SHORT EXERCISE - Copy all of the data below line for line, with no changes to the wording, and leave out the pictures.

RECORDS FOR THE TASK -
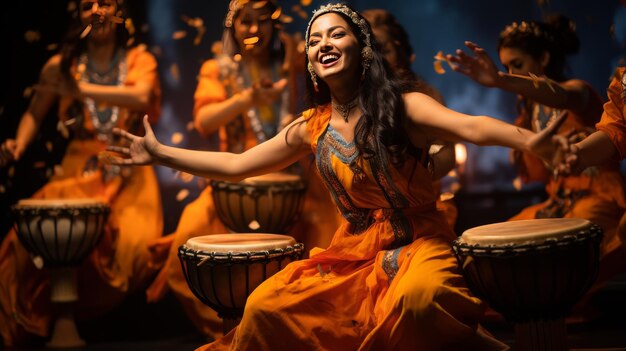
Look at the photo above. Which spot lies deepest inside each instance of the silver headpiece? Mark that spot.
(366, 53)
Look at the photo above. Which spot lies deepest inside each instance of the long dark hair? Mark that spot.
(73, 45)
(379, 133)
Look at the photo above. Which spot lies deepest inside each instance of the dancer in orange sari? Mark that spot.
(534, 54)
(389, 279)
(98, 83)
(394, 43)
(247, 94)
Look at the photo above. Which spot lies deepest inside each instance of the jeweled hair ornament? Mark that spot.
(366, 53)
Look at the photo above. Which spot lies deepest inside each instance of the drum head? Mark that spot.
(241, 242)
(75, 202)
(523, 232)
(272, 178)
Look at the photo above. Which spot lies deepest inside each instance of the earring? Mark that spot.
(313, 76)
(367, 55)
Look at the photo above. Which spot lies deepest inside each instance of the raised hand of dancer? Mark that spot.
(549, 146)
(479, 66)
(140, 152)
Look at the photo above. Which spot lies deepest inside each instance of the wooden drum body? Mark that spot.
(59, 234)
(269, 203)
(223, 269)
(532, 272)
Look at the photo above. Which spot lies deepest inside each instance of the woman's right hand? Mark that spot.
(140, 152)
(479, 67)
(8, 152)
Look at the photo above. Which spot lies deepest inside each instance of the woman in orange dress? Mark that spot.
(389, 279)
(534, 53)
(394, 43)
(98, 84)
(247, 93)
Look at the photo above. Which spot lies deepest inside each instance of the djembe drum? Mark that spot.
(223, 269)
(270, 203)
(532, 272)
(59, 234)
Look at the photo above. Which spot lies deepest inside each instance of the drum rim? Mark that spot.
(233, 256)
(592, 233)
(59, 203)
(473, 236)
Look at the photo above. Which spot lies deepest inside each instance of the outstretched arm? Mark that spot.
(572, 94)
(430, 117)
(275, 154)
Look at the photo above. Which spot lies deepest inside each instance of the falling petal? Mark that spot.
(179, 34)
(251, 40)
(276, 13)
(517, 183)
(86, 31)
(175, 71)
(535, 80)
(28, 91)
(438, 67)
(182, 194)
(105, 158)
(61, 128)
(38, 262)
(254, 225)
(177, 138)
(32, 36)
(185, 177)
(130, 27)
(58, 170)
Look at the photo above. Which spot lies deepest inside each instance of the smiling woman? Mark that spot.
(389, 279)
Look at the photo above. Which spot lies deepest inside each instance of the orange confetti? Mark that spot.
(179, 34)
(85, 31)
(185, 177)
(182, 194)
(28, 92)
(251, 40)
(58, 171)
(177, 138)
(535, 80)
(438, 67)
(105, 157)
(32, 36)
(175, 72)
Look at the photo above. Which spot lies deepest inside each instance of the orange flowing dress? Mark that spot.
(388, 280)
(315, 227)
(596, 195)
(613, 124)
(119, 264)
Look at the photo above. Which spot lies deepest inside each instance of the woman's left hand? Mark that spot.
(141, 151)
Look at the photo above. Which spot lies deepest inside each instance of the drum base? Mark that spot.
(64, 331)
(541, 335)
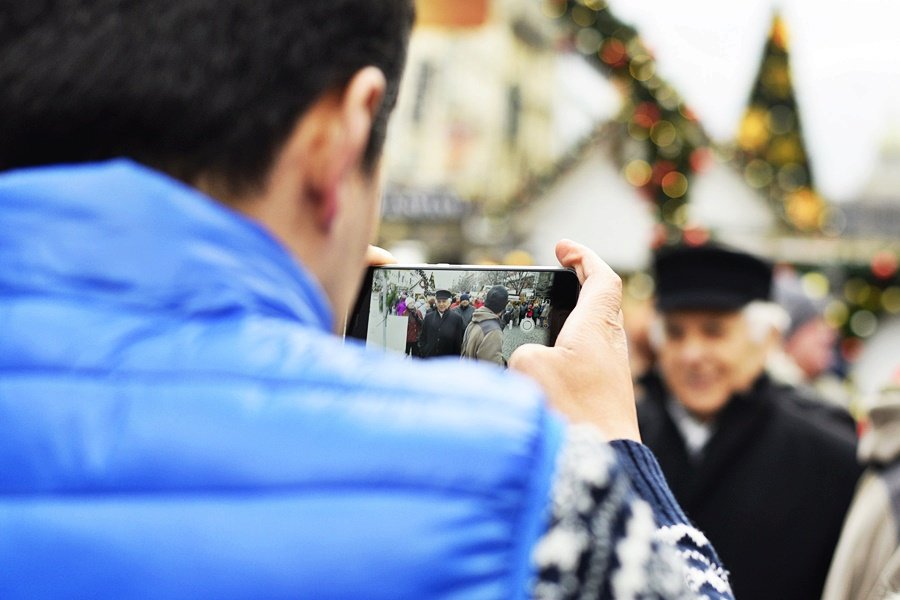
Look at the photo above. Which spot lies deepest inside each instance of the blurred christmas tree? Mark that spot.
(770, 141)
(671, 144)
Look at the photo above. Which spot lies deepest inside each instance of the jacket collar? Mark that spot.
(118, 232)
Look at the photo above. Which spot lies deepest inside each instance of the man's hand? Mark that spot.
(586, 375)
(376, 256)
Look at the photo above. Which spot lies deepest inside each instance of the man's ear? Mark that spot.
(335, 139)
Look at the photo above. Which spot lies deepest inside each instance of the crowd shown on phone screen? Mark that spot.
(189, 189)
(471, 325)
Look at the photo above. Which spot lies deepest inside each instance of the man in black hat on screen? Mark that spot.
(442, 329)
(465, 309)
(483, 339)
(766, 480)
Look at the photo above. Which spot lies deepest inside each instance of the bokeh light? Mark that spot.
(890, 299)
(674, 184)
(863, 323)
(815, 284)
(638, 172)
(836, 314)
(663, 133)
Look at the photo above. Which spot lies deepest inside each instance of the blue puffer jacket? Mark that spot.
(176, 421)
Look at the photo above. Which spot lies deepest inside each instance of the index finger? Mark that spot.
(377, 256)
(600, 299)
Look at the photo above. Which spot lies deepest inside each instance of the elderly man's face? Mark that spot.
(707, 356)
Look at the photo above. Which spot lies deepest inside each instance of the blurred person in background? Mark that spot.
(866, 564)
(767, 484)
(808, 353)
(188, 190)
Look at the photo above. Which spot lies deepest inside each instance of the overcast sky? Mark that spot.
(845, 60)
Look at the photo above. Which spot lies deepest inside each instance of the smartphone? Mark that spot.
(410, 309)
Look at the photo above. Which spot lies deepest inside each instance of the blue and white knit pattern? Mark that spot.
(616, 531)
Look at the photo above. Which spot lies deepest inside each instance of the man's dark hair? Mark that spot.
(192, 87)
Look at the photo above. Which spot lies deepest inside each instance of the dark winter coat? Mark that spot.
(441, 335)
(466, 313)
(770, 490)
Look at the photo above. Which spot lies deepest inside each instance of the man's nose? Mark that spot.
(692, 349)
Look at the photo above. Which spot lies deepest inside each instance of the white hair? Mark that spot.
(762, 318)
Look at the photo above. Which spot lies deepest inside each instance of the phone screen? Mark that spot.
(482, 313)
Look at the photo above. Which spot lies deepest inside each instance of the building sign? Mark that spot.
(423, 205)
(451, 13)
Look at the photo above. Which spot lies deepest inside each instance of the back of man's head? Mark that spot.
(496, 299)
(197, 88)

COMPLETED TASK -
Look at the photo above. Which spot lies deepest inside each instance of the silver headpiece? Mark that spot.
(366, 53)
Look at the photo above. Which spot lies deepest inside each instance of the long dark hair? Mark that spot.
(73, 45)
(379, 133)
Look at the photo above. Which spot lies deepest inside each instance of the dancer in orange sari? Mark that spot.
(534, 54)
(389, 279)
(98, 83)
(394, 43)
(247, 94)
Look at the photo above. Which spot lies deepest inside each instance of the jeweled hair ornament? Mark that spot.
(366, 53)
Look at the photo above. Which spot lies deepest inside each instance of the drum head? Mark that spot.
(241, 242)
(75, 202)
(523, 232)
(272, 178)
Look at the photo above. Which spot lies deepest inside each instance of the earring? Mark that spot.
(313, 76)
(367, 55)
Look at the photo above. Which spot lies deepest inside each instance of the raised hand of dancer? Mark that spot.
(549, 146)
(479, 66)
(140, 152)
Look at the photo above. Which spot lies deepest inside each instance of the wooden drum body? Mark that spot.
(59, 234)
(269, 203)
(223, 269)
(532, 272)
Look at the photo above. Which spot lies deepest inside each instance of the woman's right hand? Mark that spot.
(140, 152)
(479, 67)
(8, 152)
Look at the photo above. Which spot lies deepest inside each instance of the woman in orange dress? Mark that spot.
(389, 279)
(534, 53)
(394, 43)
(98, 84)
(247, 93)
Look at the photo above. Which spot lies deepest inside each instance of the djembe drum? Mark that spot.
(223, 269)
(270, 203)
(532, 272)
(59, 234)
Look at the photo above. Which spot lies deepest inside each instance of the drum rim? Mark that spot.
(233, 256)
(592, 233)
(59, 203)
(473, 236)
Look at the photo above. Which spot lies deepest inside each instance of the outstretched arm? Mark that spot.
(572, 94)
(430, 117)
(275, 154)
Look at the photo above. Which spot lies deepest inside each instance of the falling petal? Mark that spot.
(179, 34)
(251, 40)
(276, 13)
(517, 183)
(86, 31)
(175, 71)
(535, 80)
(28, 91)
(438, 67)
(182, 194)
(105, 158)
(61, 128)
(38, 262)
(254, 225)
(177, 138)
(32, 36)
(185, 177)
(130, 27)
(58, 170)
Look at the photo above. Which spot lies deepest inside each instance of the smiling woman? Mark that spot.
(389, 279)
Look at the photo above. Which spot lies deepest inside each instance of the orange confetti? Mark that spot.
(179, 34)
(85, 31)
(185, 177)
(182, 194)
(28, 92)
(251, 40)
(58, 171)
(177, 138)
(535, 80)
(438, 67)
(105, 157)
(32, 36)
(175, 72)
Look at the photo above. Which spot lies deepest inside each instance of the orange flowing dress? Mark that spot.
(388, 280)
(315, 227)
(596, 195)
(613, 124)
(119, 264)
Look at the photo above. Which spot lies deepest inside each instance of the woman's left hand? Mark that spot.
(141, 151)
Look at the photo above. Which spot lies deepest inside each instance of the drum base? Mark that spot.
(64, 331)
(541, 335)
Look at the photo above. Which spot lies deepest inside each instance of the blurred christmas tree? Mark that spot.
(770, 141)
(671, 144)
Look at the photo above. Which spot lies deepest inside each instance of the jacket collar? Mark that spot.
(118, 232)
Look at the photo above. Which spot lies deepest inside each instance of the man's hand? Mark that spot.
(586, 375)
(376, 256)
Look at the photo above. Which spot lies deepest inside each instance of the man's ear? Mark that spot.
(335, 139)
Look at the photo above. Which spot lies deepest inside each instance of the crowd shown on phone screen? Mark that spot.
(189, 189)
(471, 325)
Look at the photo above. Which spot lies deepest inside each instance of the man in black hat on screen? Mark that spot.
(442, 329)
(465, 309)
(483, 339)
(766, 480)
Look at the photo above. Which spot lies deepest inside each instance of the bokeh light? Mark that spot.
(890, 299)
(674, 184)
(863, 323)
(815, 284)
(638, 172)
(836, 314)
(663, 133)
Look at the photo above. Which spot lies deepest inside each instance of the blue puffer jacket? Mark that spot.
(176, 421)
Look at the photo above. Which spot lies deepest inside each instance of the index finger? Mark that spot.
(377, 256)
(600, 299)
Look at the photo above. Which spot lies deepest inside each instance of the elderly man's face? Mark that spot.
(707, 356)
Look at the photo above. Which spot lies deepest inside each instance of the blurred person in background? Mark that spot.
(866, 564)
(767, 484)
(808, 353)
(188, 190)
Look at the photo above. Which spot lies deepest inside each instance of the overcast sky? Mark that spot.
(845, 60)
Look at the photo above. Which spot lies deepest inside each instance of the smartphone? Mark that spot.
(410, 309)
Look at the photo above. Which spot lies deepest inside each instance of the blue and white knit pattern? Mark that spot.
(616, 531)
Look at the photo above. Which spot lies deepest inside each instance of the man's dark hair? Mark that spot.
(192, 87)
Look at the photo above. Which spot lies deepest inside each instance of the dark winter coat? Mark that spot.
(441, 335)
(466, 313)
(770, 490)
Look at the photo above. Which spot lies deepest inside each instance of the man's nose? Mark that spot.
(692, 349)
Look at the photo above. Which spot lies deepest inside each instance of the white hair? Mark that spot.
(762, 318)
Look at the photo above. Which spot lies deepest inside each instance of the phone screen? Mark that spot.
(482, 313)
Look at the photo above. Which spot lies deepest inside each instance of the building sign? Mark that spot.
(423, 205)
(451, 13)
Look at the photo above. Which spot lies deepest inside each instance of the back of man's head? Mark that spot.
(496, 299)
(197, 88)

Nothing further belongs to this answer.